Go through the records and extract every line with the word "potato".

- - -

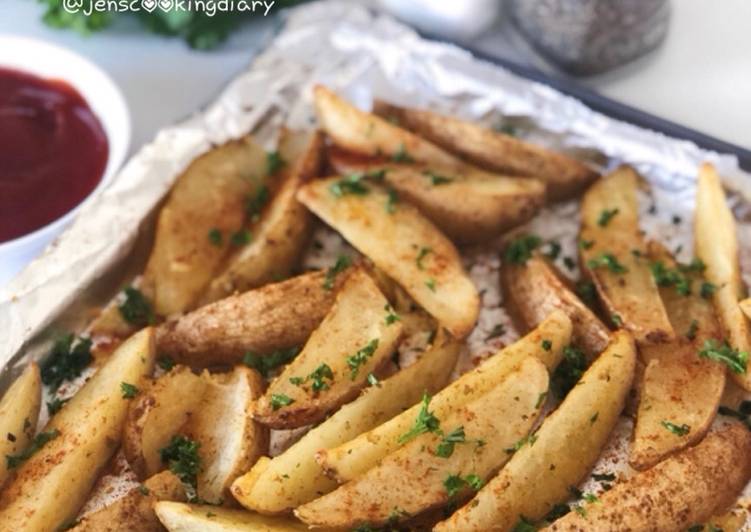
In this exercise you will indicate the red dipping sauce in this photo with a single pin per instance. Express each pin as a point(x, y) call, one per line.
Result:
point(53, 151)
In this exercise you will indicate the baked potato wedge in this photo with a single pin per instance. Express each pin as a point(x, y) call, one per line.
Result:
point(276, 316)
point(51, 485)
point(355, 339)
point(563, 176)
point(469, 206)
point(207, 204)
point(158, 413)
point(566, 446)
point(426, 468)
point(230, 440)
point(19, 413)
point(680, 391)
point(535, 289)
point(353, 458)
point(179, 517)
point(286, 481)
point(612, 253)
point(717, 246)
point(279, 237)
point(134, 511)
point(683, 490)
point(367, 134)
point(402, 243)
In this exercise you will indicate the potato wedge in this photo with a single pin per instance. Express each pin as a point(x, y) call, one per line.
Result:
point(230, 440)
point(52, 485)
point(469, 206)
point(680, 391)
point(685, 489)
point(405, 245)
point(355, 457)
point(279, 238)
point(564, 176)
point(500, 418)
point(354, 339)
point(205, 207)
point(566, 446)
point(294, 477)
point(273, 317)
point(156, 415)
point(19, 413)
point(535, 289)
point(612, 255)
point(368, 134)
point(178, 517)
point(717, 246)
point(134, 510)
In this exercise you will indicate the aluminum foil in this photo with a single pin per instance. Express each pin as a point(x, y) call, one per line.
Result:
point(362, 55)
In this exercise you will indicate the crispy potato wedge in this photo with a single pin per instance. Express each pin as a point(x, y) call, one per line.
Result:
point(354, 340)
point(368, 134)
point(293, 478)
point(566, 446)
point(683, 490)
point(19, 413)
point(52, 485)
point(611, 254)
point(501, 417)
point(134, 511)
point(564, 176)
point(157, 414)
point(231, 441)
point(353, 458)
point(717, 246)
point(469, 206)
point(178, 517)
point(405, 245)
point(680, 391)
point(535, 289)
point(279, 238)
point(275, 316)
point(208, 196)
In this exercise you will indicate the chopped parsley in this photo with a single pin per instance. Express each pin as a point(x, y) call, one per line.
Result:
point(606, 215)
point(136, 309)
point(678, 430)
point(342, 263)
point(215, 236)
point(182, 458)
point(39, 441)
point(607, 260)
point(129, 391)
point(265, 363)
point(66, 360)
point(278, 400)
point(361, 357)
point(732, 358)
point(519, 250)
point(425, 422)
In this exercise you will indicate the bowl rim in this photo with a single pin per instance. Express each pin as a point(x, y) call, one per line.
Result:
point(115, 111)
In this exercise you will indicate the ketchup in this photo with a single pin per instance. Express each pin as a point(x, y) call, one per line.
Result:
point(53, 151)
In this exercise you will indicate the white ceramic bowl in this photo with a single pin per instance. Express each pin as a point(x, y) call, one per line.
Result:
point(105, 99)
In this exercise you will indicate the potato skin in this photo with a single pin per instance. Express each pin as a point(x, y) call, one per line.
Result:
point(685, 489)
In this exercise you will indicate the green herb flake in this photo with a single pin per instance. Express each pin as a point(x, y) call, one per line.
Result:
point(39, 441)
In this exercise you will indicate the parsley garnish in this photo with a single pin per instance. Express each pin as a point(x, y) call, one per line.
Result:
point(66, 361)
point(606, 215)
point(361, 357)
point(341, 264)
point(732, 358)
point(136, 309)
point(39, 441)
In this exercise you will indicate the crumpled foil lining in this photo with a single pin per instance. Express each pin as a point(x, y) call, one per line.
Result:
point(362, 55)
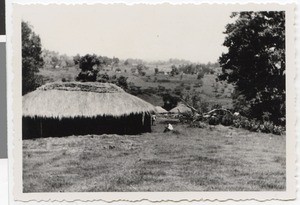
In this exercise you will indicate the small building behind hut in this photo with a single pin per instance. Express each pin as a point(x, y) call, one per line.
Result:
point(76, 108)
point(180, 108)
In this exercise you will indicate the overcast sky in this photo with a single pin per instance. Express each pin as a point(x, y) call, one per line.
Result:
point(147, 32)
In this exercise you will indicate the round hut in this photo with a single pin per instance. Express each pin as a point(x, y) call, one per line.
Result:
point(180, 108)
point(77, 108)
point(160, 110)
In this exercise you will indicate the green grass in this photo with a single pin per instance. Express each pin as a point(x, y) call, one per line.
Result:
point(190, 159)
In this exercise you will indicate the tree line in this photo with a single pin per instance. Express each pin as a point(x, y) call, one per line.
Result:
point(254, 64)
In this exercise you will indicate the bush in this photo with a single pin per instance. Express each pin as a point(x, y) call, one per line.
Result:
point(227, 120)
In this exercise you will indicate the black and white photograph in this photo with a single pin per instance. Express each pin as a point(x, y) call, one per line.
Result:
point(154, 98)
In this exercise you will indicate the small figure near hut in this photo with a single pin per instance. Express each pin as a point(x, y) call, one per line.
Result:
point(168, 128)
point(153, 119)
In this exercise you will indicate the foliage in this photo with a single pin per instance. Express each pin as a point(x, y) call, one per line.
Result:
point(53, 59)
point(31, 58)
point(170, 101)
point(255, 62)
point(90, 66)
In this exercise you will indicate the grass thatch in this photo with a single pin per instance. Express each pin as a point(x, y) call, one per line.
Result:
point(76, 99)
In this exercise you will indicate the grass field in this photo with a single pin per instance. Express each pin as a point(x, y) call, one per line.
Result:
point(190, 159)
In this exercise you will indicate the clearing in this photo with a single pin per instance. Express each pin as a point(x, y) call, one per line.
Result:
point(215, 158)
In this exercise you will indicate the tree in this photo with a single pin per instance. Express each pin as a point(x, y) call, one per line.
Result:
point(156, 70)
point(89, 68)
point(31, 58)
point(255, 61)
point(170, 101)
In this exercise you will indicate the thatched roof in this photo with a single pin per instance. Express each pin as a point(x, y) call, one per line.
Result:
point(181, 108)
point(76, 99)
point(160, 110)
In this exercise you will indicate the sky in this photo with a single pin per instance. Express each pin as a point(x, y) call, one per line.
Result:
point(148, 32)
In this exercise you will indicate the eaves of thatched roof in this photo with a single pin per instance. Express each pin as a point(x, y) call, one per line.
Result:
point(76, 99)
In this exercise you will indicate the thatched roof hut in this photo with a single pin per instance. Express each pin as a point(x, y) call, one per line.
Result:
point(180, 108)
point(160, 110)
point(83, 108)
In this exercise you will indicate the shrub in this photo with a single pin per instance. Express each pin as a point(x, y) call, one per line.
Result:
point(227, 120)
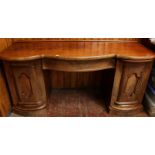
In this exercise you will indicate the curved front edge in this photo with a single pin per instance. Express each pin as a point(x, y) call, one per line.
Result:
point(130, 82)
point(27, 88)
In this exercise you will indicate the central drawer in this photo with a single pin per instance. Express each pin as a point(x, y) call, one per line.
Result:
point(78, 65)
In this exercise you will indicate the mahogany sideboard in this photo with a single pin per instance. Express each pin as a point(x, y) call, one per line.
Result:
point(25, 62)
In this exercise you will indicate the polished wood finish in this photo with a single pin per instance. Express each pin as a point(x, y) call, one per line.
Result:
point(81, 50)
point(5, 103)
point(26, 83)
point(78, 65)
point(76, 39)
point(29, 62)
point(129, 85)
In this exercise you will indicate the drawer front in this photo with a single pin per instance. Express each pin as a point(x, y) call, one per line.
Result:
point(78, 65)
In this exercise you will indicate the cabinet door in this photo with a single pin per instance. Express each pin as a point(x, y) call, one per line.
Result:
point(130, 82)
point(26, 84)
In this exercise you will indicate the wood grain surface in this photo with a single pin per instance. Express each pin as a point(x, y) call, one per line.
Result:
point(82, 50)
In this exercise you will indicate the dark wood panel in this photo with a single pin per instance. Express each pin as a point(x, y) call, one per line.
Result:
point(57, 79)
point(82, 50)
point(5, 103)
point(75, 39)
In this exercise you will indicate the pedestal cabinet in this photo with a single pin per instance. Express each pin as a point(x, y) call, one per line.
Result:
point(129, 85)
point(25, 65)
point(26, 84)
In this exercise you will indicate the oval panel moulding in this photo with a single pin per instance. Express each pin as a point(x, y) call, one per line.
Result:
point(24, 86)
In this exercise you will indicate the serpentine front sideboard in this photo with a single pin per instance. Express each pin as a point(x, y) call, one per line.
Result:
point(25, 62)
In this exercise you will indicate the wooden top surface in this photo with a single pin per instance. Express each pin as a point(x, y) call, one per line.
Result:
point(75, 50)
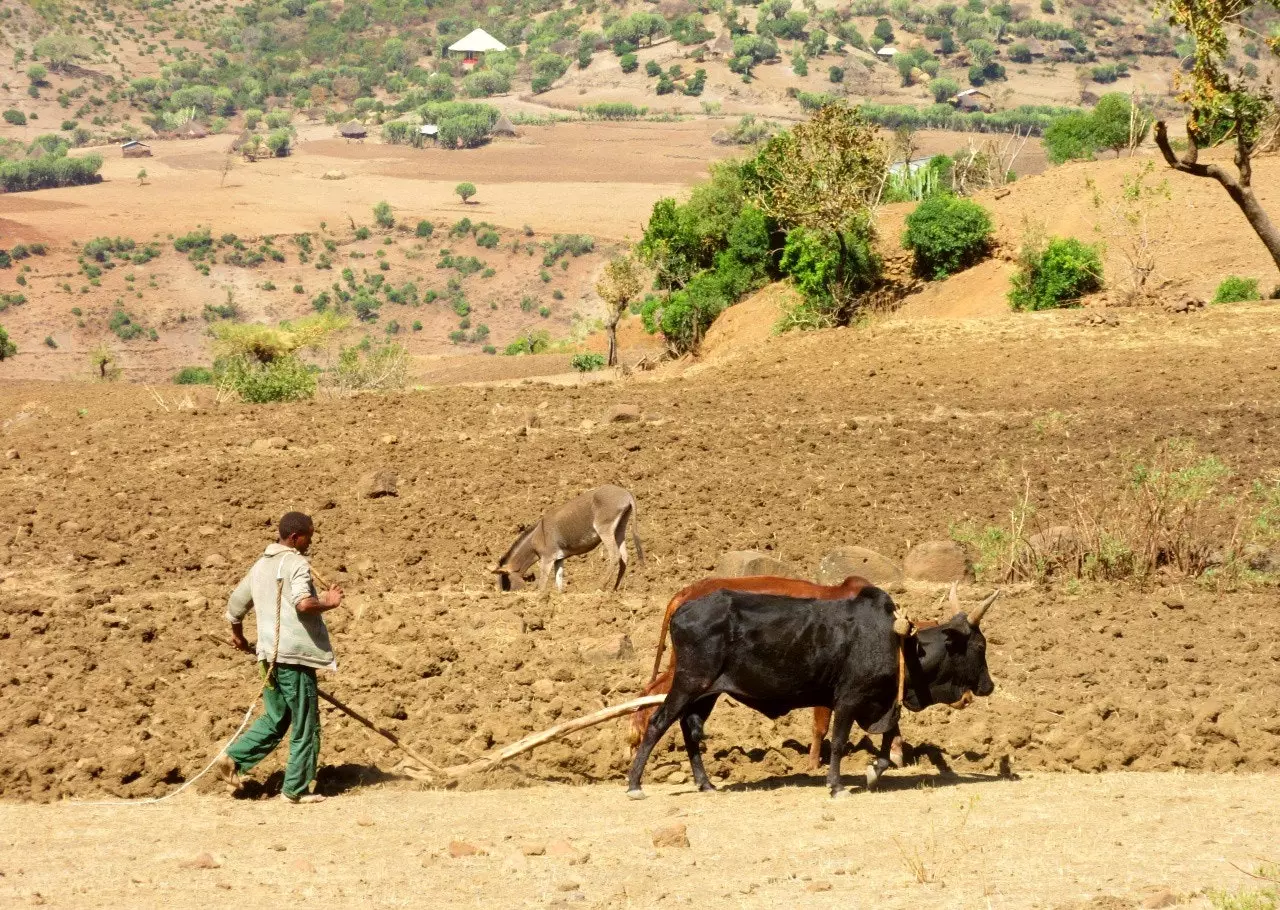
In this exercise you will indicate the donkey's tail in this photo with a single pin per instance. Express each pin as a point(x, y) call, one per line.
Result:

- - -

Response to the exercise>
In this exercise you will indicate the baked potato wedge in this photo with a single pin per instance. Express each pin as a point(x, y) call, one per line.
In this exercise you will indicate the potato wedge in this photo with a single pin per instance. Express each pin as a point(x, y) call, one per line.
In this exercise you will indicate the crispy potato wedge in this photo with a single pin per instance. Express each pin as a point(x, y) call, one per line.
In this exercise you will indicate the potato skin in this photo with a single pin per instance. Express each pin as a point(x, y) call, one per line.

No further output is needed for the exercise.